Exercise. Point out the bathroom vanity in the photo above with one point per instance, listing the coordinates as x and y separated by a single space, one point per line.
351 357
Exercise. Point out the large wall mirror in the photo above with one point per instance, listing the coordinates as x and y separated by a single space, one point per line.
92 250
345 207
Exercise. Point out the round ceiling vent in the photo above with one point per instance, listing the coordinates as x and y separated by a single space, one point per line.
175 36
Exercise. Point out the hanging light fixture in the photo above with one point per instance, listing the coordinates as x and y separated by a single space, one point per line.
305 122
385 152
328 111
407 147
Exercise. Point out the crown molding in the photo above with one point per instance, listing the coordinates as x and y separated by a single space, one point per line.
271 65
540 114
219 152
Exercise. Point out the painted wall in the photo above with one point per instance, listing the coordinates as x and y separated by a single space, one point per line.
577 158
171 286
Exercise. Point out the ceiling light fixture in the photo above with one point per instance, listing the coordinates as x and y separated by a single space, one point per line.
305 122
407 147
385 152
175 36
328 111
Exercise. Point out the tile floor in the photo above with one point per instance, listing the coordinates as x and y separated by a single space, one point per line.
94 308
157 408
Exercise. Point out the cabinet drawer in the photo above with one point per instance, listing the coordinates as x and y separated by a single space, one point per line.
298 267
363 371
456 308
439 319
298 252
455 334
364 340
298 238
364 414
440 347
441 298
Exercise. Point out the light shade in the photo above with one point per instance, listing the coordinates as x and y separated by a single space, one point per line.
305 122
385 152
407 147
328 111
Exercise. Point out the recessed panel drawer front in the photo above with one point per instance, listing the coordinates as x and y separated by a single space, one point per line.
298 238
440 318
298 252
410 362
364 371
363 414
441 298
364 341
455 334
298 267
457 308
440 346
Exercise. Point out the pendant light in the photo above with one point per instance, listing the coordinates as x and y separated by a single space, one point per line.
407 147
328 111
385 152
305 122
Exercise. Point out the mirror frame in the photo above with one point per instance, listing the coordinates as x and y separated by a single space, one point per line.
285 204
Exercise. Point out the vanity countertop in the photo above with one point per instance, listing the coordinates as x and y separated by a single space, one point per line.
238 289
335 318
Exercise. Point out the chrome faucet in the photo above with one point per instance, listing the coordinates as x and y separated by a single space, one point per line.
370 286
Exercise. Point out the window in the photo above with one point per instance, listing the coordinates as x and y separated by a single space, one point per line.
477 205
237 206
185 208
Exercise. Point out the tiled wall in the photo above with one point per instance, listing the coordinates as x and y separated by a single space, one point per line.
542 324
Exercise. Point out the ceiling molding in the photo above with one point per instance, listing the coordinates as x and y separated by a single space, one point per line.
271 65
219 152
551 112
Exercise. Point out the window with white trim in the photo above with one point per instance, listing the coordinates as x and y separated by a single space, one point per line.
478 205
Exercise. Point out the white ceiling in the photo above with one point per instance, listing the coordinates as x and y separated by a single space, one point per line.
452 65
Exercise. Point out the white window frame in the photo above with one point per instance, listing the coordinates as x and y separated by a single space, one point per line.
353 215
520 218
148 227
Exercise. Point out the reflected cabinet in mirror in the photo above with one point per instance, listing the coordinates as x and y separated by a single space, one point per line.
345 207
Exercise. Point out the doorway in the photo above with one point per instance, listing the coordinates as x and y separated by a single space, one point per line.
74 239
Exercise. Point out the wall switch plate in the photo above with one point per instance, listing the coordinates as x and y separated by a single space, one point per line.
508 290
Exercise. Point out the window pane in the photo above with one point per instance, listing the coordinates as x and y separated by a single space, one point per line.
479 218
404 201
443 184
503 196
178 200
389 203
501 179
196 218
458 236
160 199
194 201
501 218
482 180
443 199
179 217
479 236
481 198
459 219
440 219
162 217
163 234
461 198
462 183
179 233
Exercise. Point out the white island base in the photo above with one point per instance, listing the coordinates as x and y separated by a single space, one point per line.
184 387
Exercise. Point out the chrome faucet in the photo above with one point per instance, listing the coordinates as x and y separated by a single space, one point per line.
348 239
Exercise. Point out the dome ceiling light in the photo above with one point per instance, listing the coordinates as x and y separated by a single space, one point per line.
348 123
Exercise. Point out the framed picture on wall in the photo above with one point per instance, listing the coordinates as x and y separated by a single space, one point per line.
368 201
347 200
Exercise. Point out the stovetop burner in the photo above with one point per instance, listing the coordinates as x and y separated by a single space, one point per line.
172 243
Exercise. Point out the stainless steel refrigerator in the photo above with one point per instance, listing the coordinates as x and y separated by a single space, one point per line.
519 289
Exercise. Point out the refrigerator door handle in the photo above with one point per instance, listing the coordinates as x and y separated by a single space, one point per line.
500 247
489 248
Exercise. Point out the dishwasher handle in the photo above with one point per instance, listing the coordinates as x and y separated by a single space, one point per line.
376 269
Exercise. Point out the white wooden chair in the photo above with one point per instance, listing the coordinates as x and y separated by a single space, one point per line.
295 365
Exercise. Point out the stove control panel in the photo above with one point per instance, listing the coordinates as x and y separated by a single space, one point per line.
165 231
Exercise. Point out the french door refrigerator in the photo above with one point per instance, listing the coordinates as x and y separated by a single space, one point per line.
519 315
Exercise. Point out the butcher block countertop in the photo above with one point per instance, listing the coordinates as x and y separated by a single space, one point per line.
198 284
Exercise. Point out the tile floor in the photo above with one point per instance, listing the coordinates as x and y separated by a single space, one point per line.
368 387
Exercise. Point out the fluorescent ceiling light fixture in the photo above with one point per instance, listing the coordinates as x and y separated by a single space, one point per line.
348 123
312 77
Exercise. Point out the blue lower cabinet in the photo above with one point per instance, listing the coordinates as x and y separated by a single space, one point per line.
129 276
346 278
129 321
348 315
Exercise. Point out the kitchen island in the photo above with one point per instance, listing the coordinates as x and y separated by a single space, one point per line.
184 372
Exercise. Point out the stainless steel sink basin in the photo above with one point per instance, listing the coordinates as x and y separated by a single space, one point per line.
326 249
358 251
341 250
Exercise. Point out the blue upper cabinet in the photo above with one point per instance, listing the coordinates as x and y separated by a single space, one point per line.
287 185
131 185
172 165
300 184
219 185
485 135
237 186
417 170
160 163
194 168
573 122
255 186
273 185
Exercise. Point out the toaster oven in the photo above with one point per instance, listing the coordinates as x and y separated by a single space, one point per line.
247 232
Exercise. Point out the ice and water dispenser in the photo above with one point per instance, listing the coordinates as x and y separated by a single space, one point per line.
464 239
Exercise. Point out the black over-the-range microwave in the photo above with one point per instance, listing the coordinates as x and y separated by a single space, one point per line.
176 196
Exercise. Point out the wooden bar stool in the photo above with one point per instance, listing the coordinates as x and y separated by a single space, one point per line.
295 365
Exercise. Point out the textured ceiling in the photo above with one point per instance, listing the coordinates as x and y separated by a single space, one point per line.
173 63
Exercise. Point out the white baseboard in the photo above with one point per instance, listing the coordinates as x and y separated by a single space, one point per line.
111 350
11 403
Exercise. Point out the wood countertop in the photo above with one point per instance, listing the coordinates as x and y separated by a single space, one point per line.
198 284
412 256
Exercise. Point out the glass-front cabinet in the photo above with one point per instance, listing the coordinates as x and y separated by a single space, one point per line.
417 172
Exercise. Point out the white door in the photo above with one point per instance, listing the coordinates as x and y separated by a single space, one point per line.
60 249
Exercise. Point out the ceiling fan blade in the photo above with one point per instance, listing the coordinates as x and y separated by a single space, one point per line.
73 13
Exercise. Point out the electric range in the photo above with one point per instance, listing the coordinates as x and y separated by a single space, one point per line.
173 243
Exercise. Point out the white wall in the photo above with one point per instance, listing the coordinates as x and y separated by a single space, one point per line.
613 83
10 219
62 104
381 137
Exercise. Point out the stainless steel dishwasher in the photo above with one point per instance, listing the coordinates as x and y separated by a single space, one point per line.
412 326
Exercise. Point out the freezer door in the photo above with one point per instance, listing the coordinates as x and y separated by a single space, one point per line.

**Exercise goal**
From the line containing "Exercise. Point out the stainless steel dishwasher" to the last line of the material, please quote every line exactly and only those.

**Answer box**
Exercise. Point out the stainless steel dishwasher in the photo above with one point per instance, listing the coordinates as x and y separated by a single space, one point per line.
412 326
Exercise. Point out the freezer door in the photo above with one point per instance, listing the coordinates as x and y separated by a single space, one point per line.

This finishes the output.